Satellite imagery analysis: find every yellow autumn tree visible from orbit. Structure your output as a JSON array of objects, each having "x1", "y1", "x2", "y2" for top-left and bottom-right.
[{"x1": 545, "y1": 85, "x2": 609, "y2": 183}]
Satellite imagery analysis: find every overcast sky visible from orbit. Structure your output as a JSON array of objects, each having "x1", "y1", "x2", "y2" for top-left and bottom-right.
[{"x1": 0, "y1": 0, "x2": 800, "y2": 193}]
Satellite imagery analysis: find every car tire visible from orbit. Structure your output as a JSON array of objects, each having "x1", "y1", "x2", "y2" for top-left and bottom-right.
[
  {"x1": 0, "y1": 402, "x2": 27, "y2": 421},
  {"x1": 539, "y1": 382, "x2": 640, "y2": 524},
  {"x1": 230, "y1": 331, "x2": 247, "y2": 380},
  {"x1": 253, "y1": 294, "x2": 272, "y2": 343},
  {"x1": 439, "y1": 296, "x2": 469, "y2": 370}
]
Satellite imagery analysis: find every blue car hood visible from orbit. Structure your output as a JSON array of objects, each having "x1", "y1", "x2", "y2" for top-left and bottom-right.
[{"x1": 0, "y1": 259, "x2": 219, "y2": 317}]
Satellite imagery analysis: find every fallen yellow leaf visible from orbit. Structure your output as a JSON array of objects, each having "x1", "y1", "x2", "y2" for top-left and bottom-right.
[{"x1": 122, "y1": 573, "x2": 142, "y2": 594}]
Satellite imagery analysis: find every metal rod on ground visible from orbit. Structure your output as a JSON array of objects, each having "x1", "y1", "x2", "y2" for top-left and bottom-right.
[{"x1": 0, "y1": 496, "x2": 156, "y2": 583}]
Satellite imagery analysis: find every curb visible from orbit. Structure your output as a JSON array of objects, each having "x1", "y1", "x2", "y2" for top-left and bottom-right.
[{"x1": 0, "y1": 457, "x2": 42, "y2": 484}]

■ **SHORT TASK**: Rewrite the records above, swapping "Structure your output" for "Format your output" in each one and leaving every other word untouched.

■ **WRITTEN SOLUTION**:
Satellite imagery analysis: find every yellow autumn tree visible from orbit. Format your output as a JSON array of objects, each having "x1", "y1", "x2", "y2" for top-left and bottom-right.
[{"x1": 545, "y1": 85, "x2": 609, "y2": 183}]
Satellite imagery analysis: find every overcast sky visible from orbit. Format your output as a JSON array of objects, each having "x1", "y1", "x2", "y2" for top-left and bottom-right.
[{"x1": 0, "y1": 0, "x2": 800, "y2": 193}]
Satellite imagery analysis: find every car tire visible from orbit. Format your output as a JSON array of objects, each having "x1", "y1", "x2", "y2" for top-left and bottom-right.
[
  {"x1": 0, "y1": 402, "x2": 27, "y2": 421},
  {"x1": 539, "y1": 382, "x2": 640, "y2": 524},
  {"x1": 230, "y1": 331, "x2": 247, "y2": 380},
  {"x1": 253, "y1": 294, "x2": 272, "y2": 343},
  {"x1": 439, "y1": 296, "x2": 469, "y2": 370}
]
Satellite imagery analysis: find every blue car hood visible from orbit. Format your output as a JSON array of objects, each having "x1", "y1", "x2", "y2" for top-left and bottom-right.
[{"x1": 0, "y1": 259, "x2": 219, "y2": 317}]
Satellite imagery analysis: find every fallen yellow leaf visible from orbit. Format your output as a JSON array of objects, each having "x1", "y1", "x2", "y2" for top-left and bottom-right.
[{"x1": 122, "y1": 573, "x2": 142, "y2": 594}]
Satellite imagery analysis: find every metal rod on ground visible from orbit. Format your output as a JSON array of objects, each having "x1", "y1", "x2", "y2" for top-left and bottom-right.
[{"x1": 0, "y1": 496, "x2": 156, "y2": 583}]
Satellite imagery analysis: find every curb visible from orbit. Format your output as a JSON array of objects, each having "x1", "y1", "x2", "y2" for top-left and bottom-right.
[{"x1": 0, "y1": 457, "x2": 42, "y2": 484}]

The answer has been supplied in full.